■ **Quoted text**:
--*--

# Knowing when the sales are on...



## mamici (Apr 1, 2020)

Hi peeps, reading through some posts I've inferred that sometimes the big boys offer big sales, like perhaps NI offering 50% off Kontakt in the summer, or Black Friday sales (sort of thing).

Is there a discussion in this forum (or other online resource) where we can sign up to get notified when important sales are on?


----------



## doctoremmet (Apr 1, 2020)

It’s typically announced in the two DEALS threads.


----------



## ReelToLogic (Apr 1, 2020)

You can also keep an eye on this thread over on the KVR forum:
https://www.kvraudio.com/forum/viewtopic.php?f=43&t=262151&hilit=Bluetech+audio&start=15495

And REKKERD has a nice listing that includes info about when each sale ends:
https://rekkerd.org/deals-deals-deals/


----------



## Jeremy Spencer (Apr 1, 2020)

You can also visit the websites of developers you’re interested in, and sign up for their newsletters. Or like me, obsessively check the “Deals” threads.


----------



## d.healey (Apr 1, 2020)

--*--

■ **Stored data**:
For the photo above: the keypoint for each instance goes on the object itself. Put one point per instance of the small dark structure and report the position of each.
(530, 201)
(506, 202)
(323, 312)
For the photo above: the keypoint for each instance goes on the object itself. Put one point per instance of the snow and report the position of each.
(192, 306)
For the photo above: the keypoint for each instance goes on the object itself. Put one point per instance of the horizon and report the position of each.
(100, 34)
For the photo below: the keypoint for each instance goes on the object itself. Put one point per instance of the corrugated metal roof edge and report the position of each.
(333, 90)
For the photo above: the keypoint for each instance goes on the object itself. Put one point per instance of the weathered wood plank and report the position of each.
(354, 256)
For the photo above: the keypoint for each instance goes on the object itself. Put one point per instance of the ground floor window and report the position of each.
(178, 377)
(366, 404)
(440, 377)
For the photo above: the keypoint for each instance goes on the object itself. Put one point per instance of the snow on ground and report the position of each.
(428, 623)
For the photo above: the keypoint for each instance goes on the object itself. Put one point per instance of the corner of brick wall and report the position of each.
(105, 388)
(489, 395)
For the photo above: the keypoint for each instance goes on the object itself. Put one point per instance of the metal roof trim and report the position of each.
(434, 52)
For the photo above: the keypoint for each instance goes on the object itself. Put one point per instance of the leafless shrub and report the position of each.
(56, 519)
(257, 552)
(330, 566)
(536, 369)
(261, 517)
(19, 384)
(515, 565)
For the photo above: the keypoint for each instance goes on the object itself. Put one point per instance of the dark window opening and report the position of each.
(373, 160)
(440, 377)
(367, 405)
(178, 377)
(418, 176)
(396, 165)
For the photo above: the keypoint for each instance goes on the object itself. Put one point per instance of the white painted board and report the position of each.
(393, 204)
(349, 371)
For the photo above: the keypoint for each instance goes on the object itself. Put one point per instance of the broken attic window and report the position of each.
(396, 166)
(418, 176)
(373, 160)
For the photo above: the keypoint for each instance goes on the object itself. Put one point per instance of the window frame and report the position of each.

--*--

■ **Directions**: From the forum thread on upcoming sales, pull out the passage starting at "## mamici (Apr" and ending at "doctoremmet (Apr 1, 2020)", copying it word for word.

■ **Answer to the task**:
## mamici (Apr 1, 2020)

Hi peeps, reading through some posts I've inferred that sometimes the big boys offer big sales, like perhaps NI offering 50% off Kontakt in the summer, or Black Friday sales (sort of thing).

Is there a discussion in this forum (or other online resource) where we can sign up to get notified when important sales are on?


----------



## doctoremmet (Apr 1, 2020)